Exercise prompt:
Copy the data that follows exactly. Include no pictures.

[Object pointing dataset rows]
------------------------

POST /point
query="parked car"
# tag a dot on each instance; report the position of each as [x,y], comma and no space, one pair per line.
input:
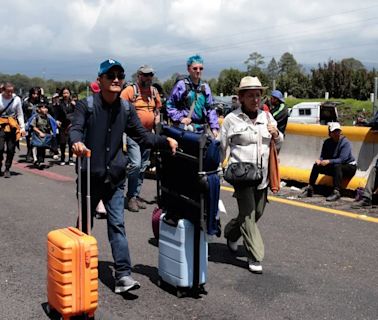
[314,112]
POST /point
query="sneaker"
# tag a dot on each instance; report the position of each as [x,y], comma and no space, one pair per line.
[254,266]
[308,192]
[7,173]
[365,202]
[125,284]
[334,196]
[140,203]
[132,204]
[232,246]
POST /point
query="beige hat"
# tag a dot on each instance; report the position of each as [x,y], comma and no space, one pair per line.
[249,82]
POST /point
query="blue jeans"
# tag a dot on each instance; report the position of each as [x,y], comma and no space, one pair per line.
[113,200]
[139,160]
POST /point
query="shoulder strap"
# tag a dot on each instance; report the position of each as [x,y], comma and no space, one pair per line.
[8,105]
[126,105]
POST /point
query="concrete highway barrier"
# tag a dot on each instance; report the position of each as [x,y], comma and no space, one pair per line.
[302,146]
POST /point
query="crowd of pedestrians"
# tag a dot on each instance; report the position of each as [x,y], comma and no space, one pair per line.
[117,123]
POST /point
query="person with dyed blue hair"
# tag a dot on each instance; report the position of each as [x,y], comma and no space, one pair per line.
[189,104]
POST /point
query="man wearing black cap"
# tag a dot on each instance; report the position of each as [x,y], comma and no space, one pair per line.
[99,126]
[336,160]
[146,100]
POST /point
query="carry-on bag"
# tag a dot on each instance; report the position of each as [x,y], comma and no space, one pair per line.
[177,264]
[72,261]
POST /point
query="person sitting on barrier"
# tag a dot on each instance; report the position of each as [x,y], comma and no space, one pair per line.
[335,160]
[371,186]
[247,131]
[189,104]
[100,128]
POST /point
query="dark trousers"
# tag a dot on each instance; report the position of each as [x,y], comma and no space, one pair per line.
[113,199]
[337,171]
[8,139]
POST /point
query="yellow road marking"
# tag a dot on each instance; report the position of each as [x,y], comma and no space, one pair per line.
[314,207]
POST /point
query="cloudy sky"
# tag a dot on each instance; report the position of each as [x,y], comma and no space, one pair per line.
[67,39]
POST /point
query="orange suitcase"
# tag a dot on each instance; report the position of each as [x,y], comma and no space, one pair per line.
[72,261]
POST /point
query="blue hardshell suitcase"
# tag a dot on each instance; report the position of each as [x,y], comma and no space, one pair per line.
[176,255]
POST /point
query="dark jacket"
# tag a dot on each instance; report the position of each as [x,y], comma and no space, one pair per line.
[337,152]
[101,130]
[281,114]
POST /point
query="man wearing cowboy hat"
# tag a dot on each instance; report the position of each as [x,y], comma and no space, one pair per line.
[278,109]
[247,132]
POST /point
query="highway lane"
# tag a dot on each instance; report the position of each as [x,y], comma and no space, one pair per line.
[317,265]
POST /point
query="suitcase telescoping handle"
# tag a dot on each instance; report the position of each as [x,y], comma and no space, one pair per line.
[87,154]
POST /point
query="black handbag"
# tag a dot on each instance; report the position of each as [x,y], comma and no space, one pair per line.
[37,141]
[244,174]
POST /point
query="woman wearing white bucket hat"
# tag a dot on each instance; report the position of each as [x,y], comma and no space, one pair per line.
[247,131]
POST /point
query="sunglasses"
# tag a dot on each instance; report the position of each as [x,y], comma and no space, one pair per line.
[114,75]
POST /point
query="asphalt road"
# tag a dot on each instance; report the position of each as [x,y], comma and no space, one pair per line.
[317,266]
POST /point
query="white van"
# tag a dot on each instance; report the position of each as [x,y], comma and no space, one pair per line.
[314,112]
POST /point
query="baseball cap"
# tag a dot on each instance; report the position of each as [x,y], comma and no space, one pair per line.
[106,65]
[145,69]
[332,126]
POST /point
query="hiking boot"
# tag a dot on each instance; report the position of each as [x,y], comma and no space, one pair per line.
[125,284]
[140,203]
[334,196]
[232,246]
[365,202]
[132,204]
[7,173]
[308,192]
[254,266]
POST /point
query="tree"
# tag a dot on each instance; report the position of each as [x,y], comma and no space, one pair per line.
[288,64]
[254,63]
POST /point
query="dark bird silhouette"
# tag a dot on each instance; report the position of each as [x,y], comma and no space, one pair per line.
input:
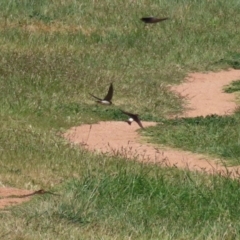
[153,19]
[107,99]
[133,117]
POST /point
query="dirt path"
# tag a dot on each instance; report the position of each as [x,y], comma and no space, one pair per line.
[205,96]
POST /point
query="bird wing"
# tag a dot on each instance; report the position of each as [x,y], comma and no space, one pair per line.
[95,97]
[130,114]
[109,95]
[139,123]
[153,19]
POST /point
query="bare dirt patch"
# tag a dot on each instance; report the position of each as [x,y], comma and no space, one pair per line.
[12,196]
[205,95]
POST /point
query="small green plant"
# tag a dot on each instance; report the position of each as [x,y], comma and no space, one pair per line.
[233,87]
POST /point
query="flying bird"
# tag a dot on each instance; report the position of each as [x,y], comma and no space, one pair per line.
[107,99]
[133,117]
[153,19]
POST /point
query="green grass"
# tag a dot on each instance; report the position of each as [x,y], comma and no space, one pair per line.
[53,53]
[218,136]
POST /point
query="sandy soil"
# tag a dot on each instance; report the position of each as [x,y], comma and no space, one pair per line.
[205,96]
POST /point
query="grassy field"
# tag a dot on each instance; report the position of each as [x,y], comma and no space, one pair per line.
[53,53]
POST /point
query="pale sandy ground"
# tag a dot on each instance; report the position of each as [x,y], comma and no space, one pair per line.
[205,96]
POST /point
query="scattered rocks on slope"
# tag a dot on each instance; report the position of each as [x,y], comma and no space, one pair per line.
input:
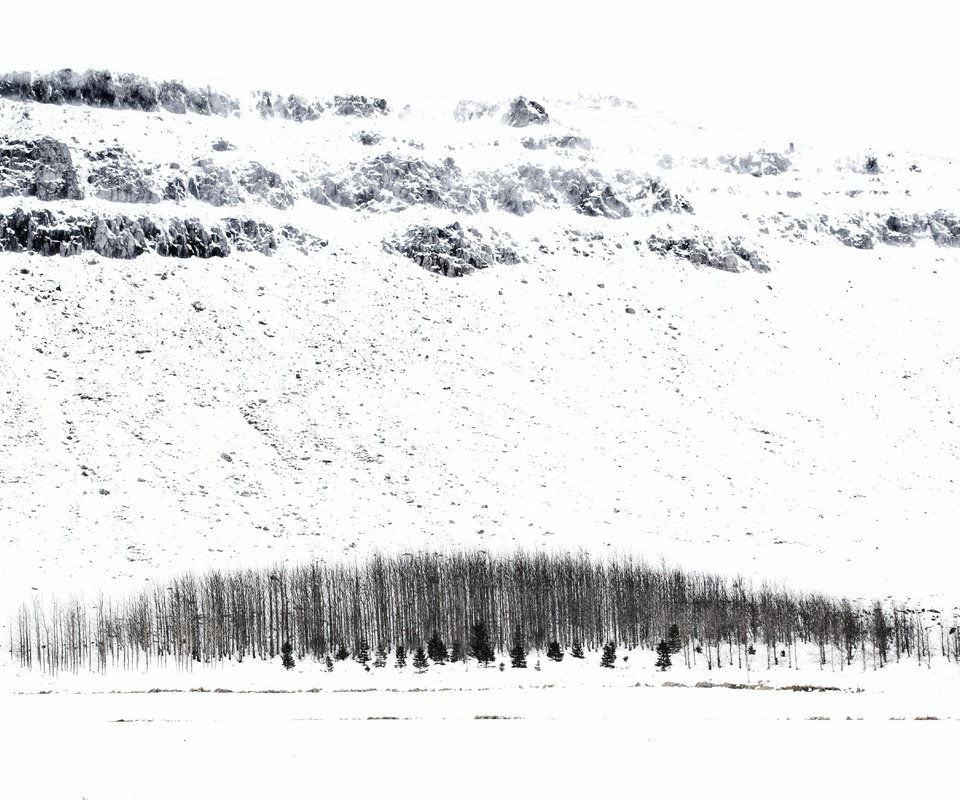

------------------------

Written solution:
POST /point
query="parked car"
# tag a dot on each instance; report the position of each as [x,y], comma and no space, one pair per line.
input:
[314,112]
POST /point
query="sneaker"
# tag a dot on each instance; report the position of each as [x,y], comma and no space, one pair per line.
[254,266]
[308,192]
[7,173]
[365,202]
[125,284]
[334,196]
[140,203]
[132,204]
[232,246]
POST /point
query="beige hat"
# tag a dot on each instance; report the position of each as [x,y], comma and no space, one pair per line.
[249,82]
POST /point
query="blue jeans"
# tag a dot on each instance; report the position of each as [x,y], comma and no space, one pair per line.
[113,200]
[139,160]
POST /point
query="shoulder strap"
# tag a dot on each instance; report the position of each as [x,y], comma and no space, one pair per line.
[8,105]
[126,105]
POST /point
query="concrete highway barrier"
# tag a dot on each instance; report the position of each as [x,y], comma and no space, one pair per line.
[302,146]
POST /point
query="crowd of pedestrians"
# tag a dot on each instance; report the position of each as [x,y], comma and no space, one pair per line.
[117,123]
POST /point
query="person with dyed blue hair"
# tag a dot on each instance; report the position of each as [x,y], comma and no space, one pair per line.
[189,104]
POST /point
query="man wearing black cap"
# tag a dot on each instance; report the position of each as [x,y], comma and no space, one pair per line.
[99,126]
[336,160]
[146,100]
POST /point
query="carry-on bag"
# tag a dot on each instance; report the position of each as [x,y], comma and no space, one pair per line.
[177,264]
[72,261]
POST /point
query="person sitting on barrier"
# tag a dot on each instance; report the position of each as [x,y], comma and no space, one pair per line.
[335,160]
[371,186]
[247,131]
[189,104]
[100,128]
POST /point
query="dark trousers"
# tag a dot on each instance; report the position of each as [x,y], comma and no space, one pair per line.
[113,199]
[337,171]
[8,139]
POST /point
query="yellow road marking"
# tag a dot on each instance; report the position of each as [x,y], comma and no space, one pair per line.
[314,207]
POST /point
query="cloudy sky"
# tag a dot on each instance; report the position of each as [x,y], comma and no space, one pair per line.
[67,39]
POST /point
query="orange suitcase"
# tag a dot on each instance; report the position of each as [x,y], comma and no space, one pair per line.
[72,261]
POST /point
query="blue hardshell suitcase"
# tag a dot on each instance; report the position of each as [x,y], comma and no space, one pair per line.
[176,255]
POST /point
query="dark jacket"
# tag a dot on each instance; report the position of each as [x,y], comma and no space, one pair per line.
[337,152]
[101,130]
[281,114]
POST /point
query="man wearing cowboy hat"
# tag a dot on each instance; report the position of each as [x,y], comma and no space, one pair per line.
[278,109]
[247,132]
POST /point
query="highway lane"
# tag a dot on each instance; report the position of each as [x,y], comma and no space, one pair per line.
[317,265]
POST /point
query="suitcase telescoping handle"
# tag a dot on each instance; report the position of each as [x,y], comma and no space, one pair per line.
[87,154]
POST /point
query="black handbag"
# tag a dot on each instance; report the position of each as [x,y], comma and no space, one pair per line.
[37,141]
[244,174]
POST /point
query="woman wearing white bucket hat"
# tag a dot on each instance; report the position of each as [x,y], comma and no space, one pair per line.
[247,131]
POST /point
query="sunglasses"
# tag a dot on each instance; report the position of each as [x,y], comma and no space, one pair per line.
[114,75]
POST /point
query="asphalt road"
# tag a dot on each instance; report the position of each as [x,y], comma and no space, one pair per line.
[317,266]
POST /point
query="white van"
# tag a dot on each instance; report the position of each as [x,y], comma and no space, one pair per line.
[314,112]
POST /point
query="baseball cap"
# tag a dot on each instance; report the position of each as [x,y], comma and no space, one pair per line.
[106,65]
[145,69]
[332,126]
POST /point
query="hiking boot"
# tag a dot on each instance; report the position of each as [x,y], comma and no space, one pair per line.
[125,284]
[140,203]
[334,196]
[232,246]
[365,202]
[132,204]
[7,173]
[308,192]
[254,266]
POST /point
query="tree"
# tag a dot on each instance; report the position of each as [x,y], comma and no space, one pair per line.
[288,64]
[254,63]
POST /point
query="dark bird silhouette"
# tag a dot on each instance; report the position of each as [x,y], comma and no space, one pair per line.
input:
[153,19]
[107,99]
[133,117]
POST /point
query="dirt path"
# tag a dot on each instance; report the position of each as [x,y], comma and no space, one pair per line.
[205,96]
POST /point
query="bird wing"
# tag a dot on each instance; report the position of each as [x,y], comma and no space, one pair per line.
[95,97]
[130,114]
[109,95]
[139,123]
[153,19]
POST /point
query="bare dirt patch"
# tag a dot on each instance; report the position of each as [x,y], comma and no space, one pair per line.
[12,196]
[205,95]
POST /point
query="small green plant"
# tag a dot on each instance; report the position of each as [x,y], comma and no space, one pair per line.
[233,87]
POST /point
query="flying bird"
# tag a dot on each instance; report the position of each as [x,y], comma and no space, one pair per line.
[107,99]
[133,117]
[153,19]
POST /point
query="green grass"
# tag a dot on each instance; report the position of each as [x,y], comma and no space, one pair per line.
[53,53]
[218,136]
POST /point
query="sandy soil"
# tag a dot on each instance; report the position of each as [x,y], comma and no space, one pair per line.
[205,96]
POST /point
query="grassy field"
# tag a dot on each instance; report the position of each as [x,y], comma and no space, one pair per line.
[53,53]
POST /point
query="pale sandy ground"
# tag a dot on each instance; report the position of each as [x,y], comma and no space, one pair per line.
[205,96]
POST /point
query="scattered rocks on slope"
# tag a dot on each instance; report the position of each as [x,y], comma and no space, one pair per line.
input:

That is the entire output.